Text shown:

========================

Tuesday, December 22, 2009

Wedding Survival Tips

So here are the tips for surviving your younger sibling's wedding in the frum community that I promised in my last post:

1. Make sure you look fabulous. It may seem shallow, but it makes a difference when you know you look incredible. The only worst thing than being pitied for being single at your younger sibling's wedding for being single is being pitied for being single and looking bad. Let people see that you're doing fine single.

Put these on your checklist, single ladies: Great dress; hot shoes (heels, a MUST); elegant hairdo; beautiful make-up.

2. Alcohol. I'm not a drinker, and I didn't even drink all that much at my little brother's wedding, but the few drinks that I had made me mellow enough to enjoy the party, and oblivious enough to miss most of the patronizing smiles.

========================

Listed records:
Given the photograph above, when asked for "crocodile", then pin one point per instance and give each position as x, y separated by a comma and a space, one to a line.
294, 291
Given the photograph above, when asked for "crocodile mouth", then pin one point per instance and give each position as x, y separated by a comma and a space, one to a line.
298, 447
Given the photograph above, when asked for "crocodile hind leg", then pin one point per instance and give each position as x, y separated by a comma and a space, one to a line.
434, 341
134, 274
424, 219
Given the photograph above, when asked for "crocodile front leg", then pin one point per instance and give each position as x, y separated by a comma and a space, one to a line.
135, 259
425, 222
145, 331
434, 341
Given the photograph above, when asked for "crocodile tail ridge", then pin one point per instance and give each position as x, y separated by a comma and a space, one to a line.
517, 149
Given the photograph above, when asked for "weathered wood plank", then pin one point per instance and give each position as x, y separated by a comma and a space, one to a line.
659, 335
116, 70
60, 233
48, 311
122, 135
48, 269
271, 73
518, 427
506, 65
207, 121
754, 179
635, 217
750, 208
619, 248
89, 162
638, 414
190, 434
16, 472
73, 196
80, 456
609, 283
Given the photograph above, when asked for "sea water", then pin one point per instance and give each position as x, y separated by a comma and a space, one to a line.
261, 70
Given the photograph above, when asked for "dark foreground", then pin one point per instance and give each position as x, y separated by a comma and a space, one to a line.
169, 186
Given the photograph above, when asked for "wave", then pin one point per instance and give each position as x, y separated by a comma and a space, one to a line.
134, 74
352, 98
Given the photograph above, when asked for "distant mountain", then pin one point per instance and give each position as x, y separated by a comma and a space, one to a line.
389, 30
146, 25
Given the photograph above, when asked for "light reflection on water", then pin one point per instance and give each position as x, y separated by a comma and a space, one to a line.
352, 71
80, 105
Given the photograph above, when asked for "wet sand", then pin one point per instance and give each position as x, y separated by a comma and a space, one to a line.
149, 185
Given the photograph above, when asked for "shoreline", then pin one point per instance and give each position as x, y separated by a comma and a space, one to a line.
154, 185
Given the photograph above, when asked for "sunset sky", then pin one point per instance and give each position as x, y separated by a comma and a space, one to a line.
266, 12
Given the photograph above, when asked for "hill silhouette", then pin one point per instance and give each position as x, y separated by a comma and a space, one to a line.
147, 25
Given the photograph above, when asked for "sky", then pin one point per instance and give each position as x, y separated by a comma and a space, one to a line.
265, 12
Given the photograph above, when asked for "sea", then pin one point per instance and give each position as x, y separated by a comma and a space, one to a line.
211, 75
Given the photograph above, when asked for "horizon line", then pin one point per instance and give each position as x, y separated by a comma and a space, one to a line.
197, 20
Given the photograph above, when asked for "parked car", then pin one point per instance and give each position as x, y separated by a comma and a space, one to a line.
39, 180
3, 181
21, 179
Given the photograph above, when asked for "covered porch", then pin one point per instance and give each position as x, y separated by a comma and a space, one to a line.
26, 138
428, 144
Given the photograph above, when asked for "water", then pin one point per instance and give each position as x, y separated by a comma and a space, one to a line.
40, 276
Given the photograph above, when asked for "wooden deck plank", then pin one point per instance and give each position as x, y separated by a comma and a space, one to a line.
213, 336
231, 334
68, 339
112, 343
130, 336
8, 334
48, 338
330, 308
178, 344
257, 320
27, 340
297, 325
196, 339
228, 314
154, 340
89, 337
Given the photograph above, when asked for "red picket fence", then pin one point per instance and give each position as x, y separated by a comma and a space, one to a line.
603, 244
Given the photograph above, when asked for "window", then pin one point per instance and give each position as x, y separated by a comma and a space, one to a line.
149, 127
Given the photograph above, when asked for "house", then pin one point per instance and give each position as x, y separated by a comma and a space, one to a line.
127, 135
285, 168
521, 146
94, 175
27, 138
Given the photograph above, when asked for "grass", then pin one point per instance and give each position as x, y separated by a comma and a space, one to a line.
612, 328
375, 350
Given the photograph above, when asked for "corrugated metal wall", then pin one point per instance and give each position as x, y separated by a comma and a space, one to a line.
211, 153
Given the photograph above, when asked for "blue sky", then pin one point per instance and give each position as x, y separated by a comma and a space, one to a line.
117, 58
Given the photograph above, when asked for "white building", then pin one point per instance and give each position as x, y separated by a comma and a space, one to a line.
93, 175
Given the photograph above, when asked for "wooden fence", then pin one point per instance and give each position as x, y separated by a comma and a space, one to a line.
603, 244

========================

Written instruction 1: From the wedding tips post, pull out the part that runs from "Wedding Survival Tips" to "doing fine single.", word for word.
Written instruction 2: What items does the wedding tips post put on its checklist for single ladies? List every one.
Written instruction 3: Keep writing the post of tips for surviving a younger sibling's wedding, picking up right after its last sentence.
The lines after the post come from a different source.

Right answer 1:
Wedding Survival Tips

So here are the tips for surviving your younger sibling's wedding in the frum community that I promised in my last post:

1. Make sure you look fabulous. It may seem shallow, but it makes a difference when you know you look incredible. The only worst thing than being pitied for being single at your younger sibling's wedding for being single is being pitied for being single and looking bad. Let people see that you're doing fine single.

Right answer 2:
- Great dress
- Hot shoes (heels)
- Elegant hairdo
- Beautiful make-up

Right answer 3:
Needless to say, this is only for those of you over 21 (or 18 in Europe and Israel). And I say "needless to say," because if you're younger than 21 and your younger siblings are getting married, it's going to take more than booze to set things straight in your situation.

3. Forget about who's looking, and just do whatever it takes to have a good time. Those old ladies frowning at your style of dancing? They don't exist. The shadchanim (matchmakers) peering over their glasses at your frequent trips to the bar? They don't matter.

Really. They don't.

4. If you can have some of your own friends there, it helps. If, however, your younger sibling drags you across the country for their wedding, (as mine did,) far away from your closest pals who understand what you're going through, add a few more drinks to your evening and it won't matter who's there for have fun with you. You'll manage fine alone.

5. Enjoy the food. If you happen to be on a diet, forget about it for the evening. Chocolate, especially, has amazing healing powers.

Any other tips? Let me know!


  1. haha
    love this post, btw you were not without friends at hte wedding!!!!
    What am I???? Chopped liver????
    Just kidding,
    sort of...

  2. Who am I??? Your dear sis...

  3. Heels are a must?

    Sure, if you're 5'2" and don't mind making yourself cry in pain. ;)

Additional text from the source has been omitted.